* [Exercise requirements]: Using the passage on wealth, please explain in one to three sentences why it says the rich are different.

* [Document]:
◆ ◆ ◆

“The rich are different from us,” F. Scott Fitzgerald is said to have remarked to Ernest Hemingway, to which Hemingway allegedly replied, “Yes, they have more money.”
The exchange, although it never actually took place, sums up a wisdom Fitzgerald had that eluded Hemingway. The rich are different. The cocoon of wealth and privilege permits the rich to turn those around them into compliant workers, hangers-on, servants, flatterers and sycophants. Wealth breeds, as Fitzgerald illustrated in “The Great Gatsby” and his short story “The Rich Boy,” a class of people for whom human beings are disposable commodities. Colleagues, associates, employees, kitchen staff, servants, gardeners, tutors, personal trainers, even friends and family, bend to the whims of the wealthy or disappear. Once oligarchs achieve unchecked economic and political power, as they have in the United States, the citizens too become disposable.

◆ ◆ ◆

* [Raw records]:
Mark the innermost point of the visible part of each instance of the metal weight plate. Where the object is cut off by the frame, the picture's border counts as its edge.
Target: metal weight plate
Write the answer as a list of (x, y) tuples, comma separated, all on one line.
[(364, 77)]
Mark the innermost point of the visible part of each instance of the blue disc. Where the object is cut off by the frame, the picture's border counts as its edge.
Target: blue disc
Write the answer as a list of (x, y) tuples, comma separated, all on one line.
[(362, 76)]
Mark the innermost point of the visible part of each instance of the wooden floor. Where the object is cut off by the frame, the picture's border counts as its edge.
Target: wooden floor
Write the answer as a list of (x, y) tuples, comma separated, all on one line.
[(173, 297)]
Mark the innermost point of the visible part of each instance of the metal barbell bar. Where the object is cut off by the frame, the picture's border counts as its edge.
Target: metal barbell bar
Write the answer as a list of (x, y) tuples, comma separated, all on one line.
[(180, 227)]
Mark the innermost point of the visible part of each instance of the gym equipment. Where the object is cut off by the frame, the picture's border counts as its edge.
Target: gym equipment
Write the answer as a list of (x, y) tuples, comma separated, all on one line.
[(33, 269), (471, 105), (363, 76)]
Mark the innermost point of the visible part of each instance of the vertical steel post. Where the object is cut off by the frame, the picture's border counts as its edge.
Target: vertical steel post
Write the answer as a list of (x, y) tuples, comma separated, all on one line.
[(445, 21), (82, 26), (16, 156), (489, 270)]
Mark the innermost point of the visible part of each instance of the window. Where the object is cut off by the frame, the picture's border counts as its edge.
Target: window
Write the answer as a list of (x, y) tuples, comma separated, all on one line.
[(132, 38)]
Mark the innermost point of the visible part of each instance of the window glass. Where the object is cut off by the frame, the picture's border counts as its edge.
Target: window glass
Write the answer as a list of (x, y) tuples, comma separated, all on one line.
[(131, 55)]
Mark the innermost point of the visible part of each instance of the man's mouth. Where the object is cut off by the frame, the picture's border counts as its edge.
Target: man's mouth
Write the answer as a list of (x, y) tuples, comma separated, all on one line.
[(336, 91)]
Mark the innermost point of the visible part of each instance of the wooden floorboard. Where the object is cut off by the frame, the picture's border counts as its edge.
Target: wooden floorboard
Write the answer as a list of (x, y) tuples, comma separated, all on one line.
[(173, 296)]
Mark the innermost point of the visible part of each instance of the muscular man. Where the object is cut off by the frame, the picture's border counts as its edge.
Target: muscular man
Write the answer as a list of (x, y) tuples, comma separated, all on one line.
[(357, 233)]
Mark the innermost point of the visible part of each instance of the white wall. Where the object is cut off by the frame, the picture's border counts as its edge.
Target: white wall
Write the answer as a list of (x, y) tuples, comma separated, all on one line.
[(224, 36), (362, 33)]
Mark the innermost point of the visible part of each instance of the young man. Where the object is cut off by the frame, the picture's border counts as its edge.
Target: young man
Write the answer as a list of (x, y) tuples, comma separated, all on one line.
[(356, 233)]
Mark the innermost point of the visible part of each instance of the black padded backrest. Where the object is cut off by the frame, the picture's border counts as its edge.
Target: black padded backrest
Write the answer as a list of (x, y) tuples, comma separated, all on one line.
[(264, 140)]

◆ ◆ ◆

* [Solution for this task]: The passage says the cocoon of wealth and privilege lets the rich turn those around them into compliant workers, hangers-on, servants, flatterers and sycophants. As a result, wealth breeds a class of people who treat human beings as disposable commodities. Those around them either bend to their whims or disappear.